(Stored data entries)
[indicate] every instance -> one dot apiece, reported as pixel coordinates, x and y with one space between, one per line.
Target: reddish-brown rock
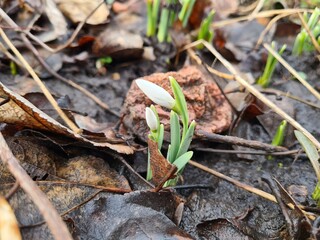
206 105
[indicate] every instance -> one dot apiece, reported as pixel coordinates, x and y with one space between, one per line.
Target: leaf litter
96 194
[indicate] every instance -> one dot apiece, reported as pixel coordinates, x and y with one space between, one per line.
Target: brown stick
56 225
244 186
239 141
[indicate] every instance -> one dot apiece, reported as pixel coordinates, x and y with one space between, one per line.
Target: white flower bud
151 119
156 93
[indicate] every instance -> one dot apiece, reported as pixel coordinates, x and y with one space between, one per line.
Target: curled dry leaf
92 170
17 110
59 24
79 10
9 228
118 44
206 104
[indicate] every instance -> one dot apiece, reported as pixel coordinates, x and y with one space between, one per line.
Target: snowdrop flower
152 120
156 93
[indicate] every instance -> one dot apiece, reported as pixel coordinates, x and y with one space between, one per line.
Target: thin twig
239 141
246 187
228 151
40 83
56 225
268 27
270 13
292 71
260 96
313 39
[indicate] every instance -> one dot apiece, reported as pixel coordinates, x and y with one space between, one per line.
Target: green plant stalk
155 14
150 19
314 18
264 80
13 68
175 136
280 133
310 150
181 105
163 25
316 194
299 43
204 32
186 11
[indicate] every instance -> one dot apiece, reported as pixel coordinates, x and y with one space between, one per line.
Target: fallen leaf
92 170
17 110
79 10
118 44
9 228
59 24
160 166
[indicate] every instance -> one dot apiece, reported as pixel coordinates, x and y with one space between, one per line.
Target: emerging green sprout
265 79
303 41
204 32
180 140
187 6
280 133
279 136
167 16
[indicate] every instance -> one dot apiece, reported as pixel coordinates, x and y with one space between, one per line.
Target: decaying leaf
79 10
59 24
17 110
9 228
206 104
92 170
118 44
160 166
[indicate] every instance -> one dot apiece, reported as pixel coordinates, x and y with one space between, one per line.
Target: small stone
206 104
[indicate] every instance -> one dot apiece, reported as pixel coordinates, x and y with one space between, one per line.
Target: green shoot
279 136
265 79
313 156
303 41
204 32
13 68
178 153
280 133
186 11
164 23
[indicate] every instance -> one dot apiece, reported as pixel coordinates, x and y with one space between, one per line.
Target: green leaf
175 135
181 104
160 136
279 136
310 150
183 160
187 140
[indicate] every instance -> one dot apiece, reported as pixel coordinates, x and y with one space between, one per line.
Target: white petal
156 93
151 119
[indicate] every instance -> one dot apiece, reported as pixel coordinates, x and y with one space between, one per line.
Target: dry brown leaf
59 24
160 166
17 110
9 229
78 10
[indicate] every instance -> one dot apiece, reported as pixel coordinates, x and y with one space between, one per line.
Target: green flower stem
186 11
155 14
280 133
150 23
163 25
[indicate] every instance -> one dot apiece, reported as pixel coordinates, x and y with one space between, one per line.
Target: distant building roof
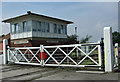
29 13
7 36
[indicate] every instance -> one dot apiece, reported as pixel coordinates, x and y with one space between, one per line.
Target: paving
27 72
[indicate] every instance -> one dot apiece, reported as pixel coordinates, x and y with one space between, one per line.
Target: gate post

■ **To do**
Transcribe the data completely. No pictures should appear in the transcription.

■ **Response area**
[indicate] every instance -> one dot apiece, reported as pixel coordinates, x and y with one space between, one per line.
Target: reddish-brown rock
206 105
[indicate] every instance -> one dot apiece, reported as pixel coordinates, x and y with one space between, one per line.
Target: leaf litter
96 194
[indicate] every instance -> one dot apiece, reported as pixel coordinates, x and y with one space between, one per line.
Target: brown stick
56 225
244 186
239 141
[indicate] every instance -> one dot apiece, reported as pixel coordinates, x and y with one space between, one per line.
Target: white flower bud
151 119
156 93
[indicate] every instance -> one dot apiece, reported as pixel coordinates, x and y with one space between, one per line.
Target: curled dry leaf
92 170
17 110
59 24
79 10
9 228
118 44
206 104
[indicate] every instance -> one dot apiece, reported as pixel coordinates, x and y with one space between, one per line.
Target: snowdrop flower
152 120
156 93
[indicate] every instance -> one dot apiece, reported as pixel coordinates, x and y with one space between, one per line.
Target: thin twig
239 141
246 187
228 151
40 83
56 225
268 27
270 13
292 71
260 96
313 39
[indicate] every instance -> one dot apiece, reported as pixel coordinates, x and y with one space between, one per line.
Target: green plant stalk
155 14
150 19
314 18
264 80
13 68
175 136
280 133
310 150
181 105
163 25
316 194
299 43
204 32
186 11
[indicate] every instance -> one dot apiece, reported as pixel coordinates, x and y with one space between, one per line.
Target: fallen leaf
92 170
17 110
79 10
118 44
9 228
59 24
160 166
[indicate] every instance -> one dot apiece, reported as pixel coordinates, x and y with one space between, one per line.
Target: emerging green sprout
265 79
303 41
204 32
180 140
187 6
280 133
279 136
167 16
[indicate] every instance -> one dot apiece, reported as pixel coordinates, x and y with one space between, one per line.
Target: decaying leaf
79 10
59 24
17 110
9 228
206 104
92 170
118 44
160 166
[indicate] every instance -> one dot apiece, reported as pixel coordinates, x and y with one space between, one per line.
Target: small stone
206 104
[indicate] every instance -> one dot apiece, reported as pixel coordinates, x and y with one space between, one per line.
Target: green shoot
279 136
265 79
313 156
303 41
204 32
13 68
178 153
280 133
186 11
164 23
[indicate] every instance -> one dot apiece, reported as pixel coordinates, x and y with one space between, one per line.
Target: green leaf
175 135
181 104
160 136
279 136
310 150
183 160
187 140
[indicate] every instance -> one dot apiece, reported as pixel coordinates, x and y with one space between, one per line.
Target: white petal
156 93
151 119
[indicate] every instance -> one dot apiece, reported as pixel coordinates, x and y with one space between, one per line.
Target: dry brown leaf
59 24
160 166
17 110
9 229
78 10
[indicate] every instance -> one dot apiece, reported as pixel coordinates, x and y with one space between, one per line.
Target: green flower stem
186 11
155 14
280 133
150 23
163 25
[indicate] every instance -> one dot apiece, reported as pixel coordinates, x and y with one space between, one per line.
Target: distant building roof
29 13
7 36
[indicate] every instance -> one dot apiece, reported as pixel coordinates, x and y with one space between, one per line.
Target: paving
27 72
[indicate] every instance -> one dot apiece, reported as pixel coordinates, x and y with one space between, one per line.
Target: gate post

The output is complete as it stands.